#### WHAT YOU SHOULD DO
Set down each entry exactly as given; pictures should not appear in the copy.

++++ SUPPLIED DATA ++++

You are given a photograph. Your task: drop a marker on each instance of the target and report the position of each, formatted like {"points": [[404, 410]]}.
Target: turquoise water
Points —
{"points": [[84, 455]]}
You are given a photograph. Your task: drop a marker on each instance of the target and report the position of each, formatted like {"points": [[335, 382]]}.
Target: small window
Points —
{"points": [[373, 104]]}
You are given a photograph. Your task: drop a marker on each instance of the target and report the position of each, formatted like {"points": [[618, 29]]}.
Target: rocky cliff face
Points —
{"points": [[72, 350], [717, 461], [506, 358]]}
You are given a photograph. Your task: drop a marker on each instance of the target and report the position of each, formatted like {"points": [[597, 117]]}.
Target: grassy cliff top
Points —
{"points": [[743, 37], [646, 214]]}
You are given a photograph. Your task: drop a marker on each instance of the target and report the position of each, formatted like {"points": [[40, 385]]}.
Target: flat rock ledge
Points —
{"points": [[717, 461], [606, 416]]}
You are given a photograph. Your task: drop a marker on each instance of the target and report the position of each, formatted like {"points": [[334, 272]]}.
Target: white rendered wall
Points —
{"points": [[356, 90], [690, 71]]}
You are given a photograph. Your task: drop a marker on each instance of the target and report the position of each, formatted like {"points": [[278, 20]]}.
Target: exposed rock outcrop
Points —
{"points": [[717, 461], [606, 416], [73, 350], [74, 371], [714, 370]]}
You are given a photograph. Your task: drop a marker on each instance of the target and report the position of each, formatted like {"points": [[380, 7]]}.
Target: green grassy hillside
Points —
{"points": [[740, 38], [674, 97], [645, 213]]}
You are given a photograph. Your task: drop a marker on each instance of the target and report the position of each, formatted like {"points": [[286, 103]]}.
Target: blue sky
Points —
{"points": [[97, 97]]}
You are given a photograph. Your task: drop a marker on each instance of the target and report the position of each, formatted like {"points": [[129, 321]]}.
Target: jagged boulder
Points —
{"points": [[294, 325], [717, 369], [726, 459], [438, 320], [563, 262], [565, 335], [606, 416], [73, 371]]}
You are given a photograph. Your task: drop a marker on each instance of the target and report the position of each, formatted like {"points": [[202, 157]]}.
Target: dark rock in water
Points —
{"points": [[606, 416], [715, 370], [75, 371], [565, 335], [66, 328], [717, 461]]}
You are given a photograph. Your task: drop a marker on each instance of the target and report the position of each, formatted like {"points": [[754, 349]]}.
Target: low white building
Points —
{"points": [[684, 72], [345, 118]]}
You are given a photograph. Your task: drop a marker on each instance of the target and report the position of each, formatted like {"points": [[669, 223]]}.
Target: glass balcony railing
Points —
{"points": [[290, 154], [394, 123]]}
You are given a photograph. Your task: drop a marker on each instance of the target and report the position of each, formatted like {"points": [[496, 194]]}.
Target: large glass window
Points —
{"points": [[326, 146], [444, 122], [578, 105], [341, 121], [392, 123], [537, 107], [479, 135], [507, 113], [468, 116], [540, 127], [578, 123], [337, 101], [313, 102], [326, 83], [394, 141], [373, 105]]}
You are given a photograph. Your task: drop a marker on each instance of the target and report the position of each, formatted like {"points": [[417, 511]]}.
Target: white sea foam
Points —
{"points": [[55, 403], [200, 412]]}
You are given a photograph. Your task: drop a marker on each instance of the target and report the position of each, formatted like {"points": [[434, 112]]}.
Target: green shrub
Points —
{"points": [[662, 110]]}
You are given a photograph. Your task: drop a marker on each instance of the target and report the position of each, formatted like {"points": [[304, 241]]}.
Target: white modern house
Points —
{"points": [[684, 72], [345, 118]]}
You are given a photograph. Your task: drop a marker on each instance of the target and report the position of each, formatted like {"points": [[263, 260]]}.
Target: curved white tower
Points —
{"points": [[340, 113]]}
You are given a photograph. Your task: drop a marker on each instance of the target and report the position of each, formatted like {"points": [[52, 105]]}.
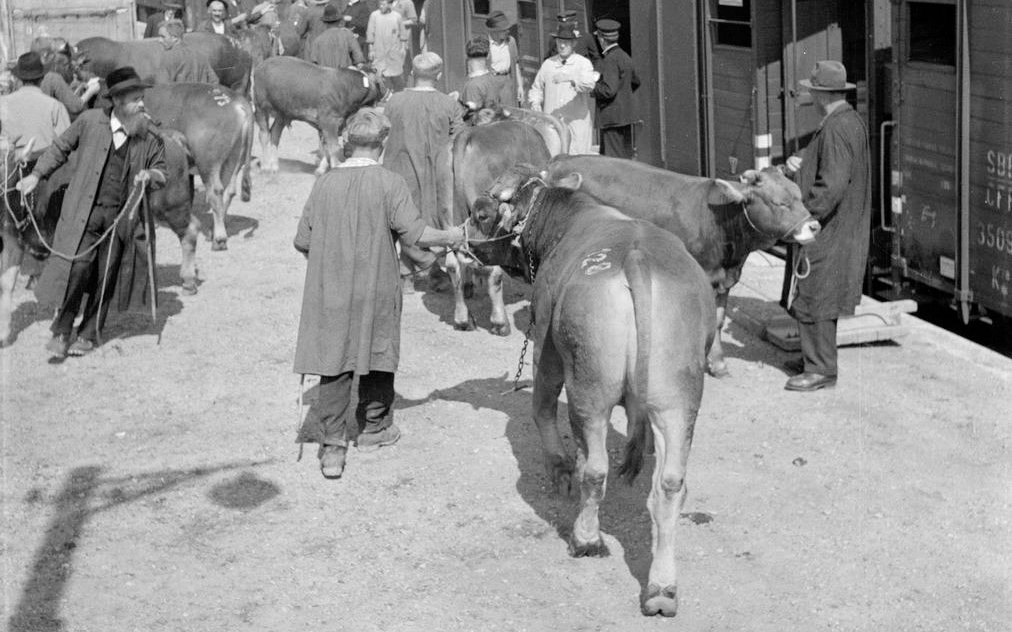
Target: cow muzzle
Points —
{"points": [[807, 232]]}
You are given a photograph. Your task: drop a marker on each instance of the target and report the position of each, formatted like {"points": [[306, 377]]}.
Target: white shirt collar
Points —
{"points": [[357, 162], [115, 125]]}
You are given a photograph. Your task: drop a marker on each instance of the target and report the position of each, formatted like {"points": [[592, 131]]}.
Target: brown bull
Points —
{"points": [[286, 89], [622, 314], [218, 125], [481, 155], [721, 222]]}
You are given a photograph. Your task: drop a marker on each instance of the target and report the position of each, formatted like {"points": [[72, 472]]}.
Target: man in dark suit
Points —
{"points": [[115, 150], [613, 93], [824, 278]]}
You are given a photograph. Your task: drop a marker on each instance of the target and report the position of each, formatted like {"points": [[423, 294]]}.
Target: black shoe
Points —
{"points": [[810, 381], [59, 345], [795, 366], [332, 460]]}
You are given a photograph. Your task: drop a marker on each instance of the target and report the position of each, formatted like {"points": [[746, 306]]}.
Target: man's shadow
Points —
{"points": [[622, 514]]}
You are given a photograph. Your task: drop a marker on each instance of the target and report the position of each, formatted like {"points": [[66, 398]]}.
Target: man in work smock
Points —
{"points": [[350, 324], [824, 278]]}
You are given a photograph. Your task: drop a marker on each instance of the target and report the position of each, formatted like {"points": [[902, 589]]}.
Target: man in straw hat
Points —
{"points": [[504, 60], [350, 324], [824, 278], [26, 113], [337, 47], [563, 86], [423, 123], [388, 44], [613, 93], [171, 10], [114, 151]]}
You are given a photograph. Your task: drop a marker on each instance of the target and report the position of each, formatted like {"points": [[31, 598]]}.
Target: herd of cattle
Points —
{"points": [[624, 312]]}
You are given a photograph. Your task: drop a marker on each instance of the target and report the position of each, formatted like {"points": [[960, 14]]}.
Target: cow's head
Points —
{"points": [[771, 204], [499, 215]]}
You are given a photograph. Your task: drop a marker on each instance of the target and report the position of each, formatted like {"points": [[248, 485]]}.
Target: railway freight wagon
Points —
{"points": [[951, 167]]}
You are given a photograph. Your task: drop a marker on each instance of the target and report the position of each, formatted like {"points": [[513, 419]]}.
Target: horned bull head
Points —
{"points": [[771, 204]]}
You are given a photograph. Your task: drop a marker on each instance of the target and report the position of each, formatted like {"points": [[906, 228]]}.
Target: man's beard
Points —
{"points": [[136, 123]]}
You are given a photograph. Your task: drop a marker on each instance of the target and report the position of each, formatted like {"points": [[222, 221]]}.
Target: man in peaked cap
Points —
{"points": [[613, 92], [824, 279], [27, 113], [585, 44], [114, 150]]}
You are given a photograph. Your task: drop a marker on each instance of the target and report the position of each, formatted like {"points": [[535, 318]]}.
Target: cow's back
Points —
{"points": [[484, 153], [676, 202]]}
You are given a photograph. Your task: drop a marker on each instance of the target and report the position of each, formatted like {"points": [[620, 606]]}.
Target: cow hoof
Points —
{"points": [[719, 369], [658, 601], [597, 548]]}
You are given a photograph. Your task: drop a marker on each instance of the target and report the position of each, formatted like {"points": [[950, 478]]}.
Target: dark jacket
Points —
{"points": [[613, 91], [91, 138], [836, 188]]}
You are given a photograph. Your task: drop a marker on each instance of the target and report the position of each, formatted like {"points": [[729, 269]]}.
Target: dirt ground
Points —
{"points": [[153, 484]]}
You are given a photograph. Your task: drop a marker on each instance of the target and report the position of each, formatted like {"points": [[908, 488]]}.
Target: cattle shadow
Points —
{"points": [[234, 224], [84, 494], [623, 513]]}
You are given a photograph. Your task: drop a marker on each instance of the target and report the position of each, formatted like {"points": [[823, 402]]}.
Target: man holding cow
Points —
{"points": [[115, 150]]}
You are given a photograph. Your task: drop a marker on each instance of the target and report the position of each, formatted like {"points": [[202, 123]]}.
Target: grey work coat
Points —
{"points": [[836, 188]]}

++++

#### SOLUTION FOR THIS PROBLEM
You are given a photograph. Your task: drop a marker on each instance of the target and report the position of each, formatted like {"points": [[404, 410]]}.
Target: turquoise water
Points —
{"points": [[84, 455]]}
You are given a photograph. Your task: drop a marker on each instance of the target and report the position of each, formatted like {"points": [[335, 382]]}.
Target: small window
Points —
{"points": [[373, 104]]}
You are given a photograph. Your task: drop a marker on each instance of the target and report the position of each, formatted like {"points": [[618, 29]]}.
Target: rocky cliff face
Points —
{"points": [[72, 350], [717, 461], [506, 358]]}
You are given a photograph. Your task: drop a marker on each instance of the target and report the position of each, formatted like {"points": [[597, 117]]}.
Target: grassy cliff top
Points —
{"points": [[743, 37], [646, 214]]}
You are given a photograph. Your task: drop a marker on each instance of the target and report the position of each, formatted like {"points": [[40, 385]]}.
Target: flat rock ledge
Points —
{"points": [[717, 461], [606, 416]]}
You are given a photograph. Your task: drop a marker on each instance of the target and report the position of each, formatted like {"points": [[334, 272]]}.
Target: white rendered wall
Points —
{"points": [[356, 90], [690, 71]]}
You are given a photograph. Your task: drop a marker on each instance of the target and report the position of each, formatted like {"points": [[278, 20]]}.
Target: exposed rock outcrop
Points —
{"points": [[717, 461], [606, 416], [73, 350], [74, 371], [714, 370]]}
You are given a photograph. Your task: drop a marker on each instance of the target and report the position of each, formatted like {"points": [[380, 7]]}.
Target: green grassy hillside
Points —
{"points": [[740, 38], [674, 97], [645, 213]]}
You are given a photograph. Your task: drop a marker on each instance of the target and report the position of each, formatted like {"points": [[286, 103]]}.
Target: blue sky
Points —
{"points": [[97, 97]]}
You are given a photograph. Your task: drop a marker on each instance of the target and report the position of each, formatted like {"points": [[129, 321]]}.
Target: jagged boulder
Points —
{"points": [[294, 325], [717, 369], [726, 459], [438, 320], [563, 262], [565, 335], [606, 416], [73, 371]]}
You are given a photograph. Your task: drop a marker on each instance of the target and report the position of each, formatted like {"points": [[202, 157]]}.
Target: dark rock in water
Points —
{"points": [[606, 416], [715, 370], [75, 371], [565, 335], [66, 328], [717, 461]]}
You are given a photograph. Your task: drop a marker on each instance of the target and report the position of each, formatted like {"points": [[754, 349]]}.
Target: low white building
Points —
{"points": [[684, 72], [345, 118]]}
You are given a photograph. Your task: drop a marker on each instance of the target and report the position of each, formatted like {"points": [[669, 223]]}.
Target: glass balcony railing
Points —
{"points": [[290, 154], [394, 123]]}
You are given a photograph. Your task: drop a marker on each instance of the target and report the position of each, formatted like {"points": [[496, 194]]}.
Target: large glass window
Points —
{"points": [[326, 146], [444, 122], [578, 105], [341, 121], [392, 123], [537, 107], [479, 135], [507, 113], [468, 116], [540, 127], [578, 123], [337, 101], [313, 102], [326, 83], [394, 141], [373, 105]]}
You are given a photograph. Your task: drop a marker on each instance of the target and report the position of each, formatted like {"points": [[417, 511]]}.
Target: white sea foam
Points —
{"points": [[55, 403], [200, 412]]}
You are given a photograph. Your task: drop a marker on each instance of the target and report the position of each, formatted like {"points": [[434, 112]]}.
Target: green shrub
Points —
{"points": [[662, 110]]}
You are given a photograph. Your task: drop a marker on each instance of the target and report the position of each, formatted like {"points": [[304, 241]]}.
Target: white modern house
Points —
{"points": [[684, 72], [345, 118]]}
You are given a photograph. Your task: drop a marker on each instance of the target and report the position of each, formatted like {"points": [[263, 260]]}.
Target: curved white tower
Points —
{"points": [[340, 113]]}
You are given a photograph. Your task: drop a marker on each instance of the target and report the position of each, formatted like {"points": [[52, 105]]}.
Target: cow muzzle
Points —
{"points": [[807, 232]]}
You are given a photograph. Your task: drop a marker on each instance of the target and report the position of each, formatted like {"points": [[306, 377]]}.
Target: white shirt collar
Points —
{"points": [[357, 162], [115, 125]]}
You are given a photograph. Your task: drop a marker on each instance of the target and report the position of each, formatted like {"points": [[592, 131]]}.
Target: brown bull
Points —
{"points": [[286, 89], [622, 314], [218, 125], [481, 155], [721, 222]]}
You are given a photograph. Your task: drop a marker on each instance of the target and report the position of each, formatted like {"points": [[72, 472]]}.
Target: man in dark suit
Points —
{"points": [[115, 150], [613, 93], [824, 278]]}
You are given a photograph. Your task: drop a marker on each instance of the target and report the position of each, formatted like {"points": [[423, 294]]}.
Target: black shoe
Points —
{"points": [[810, 381], [59, 345], [795, 366], [332, 460]]}
You are given a photograph. Your task: drop a marker on each instance of the target and report the position of each, formatted like {"points": [[746, 306]]}.
Target: man's shadow
Points —
{"points": [[622, 514]]}
You are given a photograph. Your task: drop a marker on each instance of the target and report the position of each, formatted like {"points": [[66, 398]]}.
Target: man in work smock
Points —
{"points": [[350, 324], [824, 278]]}
You are given a photograph. Your task: drop a marker on each instance of the target and report the position of each, formatted like {"points": [[902, 589]]}.
Target: man in straw hat
Points —
{"points": [[504, 60], [350, 324], [824, 278], [26, 113], [337, 47], [563, 86], [423, 123], [388, 44], [613, 93], [171, 10], [114, 151]]}
You are given a photograph. Your task: drop a marker on each instance of the target and report the position of each, formatted like {"points": [[31, 598]]}.
Target: herd of cattle
Points —
{"points": [[624, 312]]}
You are given a photograph. Your task: drop a marker on each instance of the target and report the position of each, formatted like {"points": [[960, 14]]}.
Target: cow's head
Points —
{"points": [[771, 204], [499, 215]]}
You are given a photograph. Your task: drop a marker on each instance of the target and report the position of each, formatted like {"points": [[248, 485]]}.
Target: railway freight wagon
Points —
{"points": [[951, 167]]}
You are given a photograph. Your task: drop a marker on each instance of the target and report the position of each, formatted like {"points": [[513, 419]]}.
Target: horned bull head
Points —
{"points": [[771, 204]]}
You are given a photograph. Your task: drop a marker on each instance of the target and report the position of each, formatted like {"points": [[906, 228]]}.
Target: man's beard
Points —
{"points": [[136, 123]]}
You are given a photograph. Your task: drop a marker on each instance of the target and report the position of each, formatted like {"points": [[222, 221]]}.
Target: man in peaked cap
Points —
{"points": [[613, 92], [824, 279], [27, 113], [585, 44], [114, 150]]}
You are given a photograph. Your task: drop a marker on each instance of the target and report the position of each, formatted like {"points": [[535, 318]]}.
Target: cow's back
Points —
{"points": [[484, 153], [676, 202]]}
You are given a photograph. Your task: drop a marker on each instance of the target and report the position of each, formatted like {"points": [[620, 606]]}.
Target: cow hoof
Points —
{"points": [[719, 369], [658, 601], [597, 548]]}
You are given a photograph. Your task: drop a marker on each instance of the target and report the position of each, formatted like {"points": [[950, 478]]}.
Target: dark jacket
Points —
{"points": [[613, 91], [91, 138], [836, 188]]}
You are given a photograph. Your task: drop a marker on each instance of the target and report the position of each, formatted like {"points": [[729, 269]]}.
Target: dirt ground
Points —
{"points": [[153, 484]]}
You are given a photograph. Your task: drop a marker on each instance of the target and report the position of each, formatted like {"points": [[908, 488]]}.
Target: cattle shadow
Points —
{"points": [[234, 224], [84, 494], [623, 513]]}
You are given a photograph. Your task: drop a marker on each instance of the target and report the position of each, formatted like {"points": [[823, 402]]}.
Target: man holding cow
Points —
{"points": [[115, 150]]}
You are given a photograph. Your task: drop a marker on each instance of the target and report the position of each, formatted like {"points": [[202, 123]]}.
Target: grey work coat
Points —
{"points": [[836, 188]]}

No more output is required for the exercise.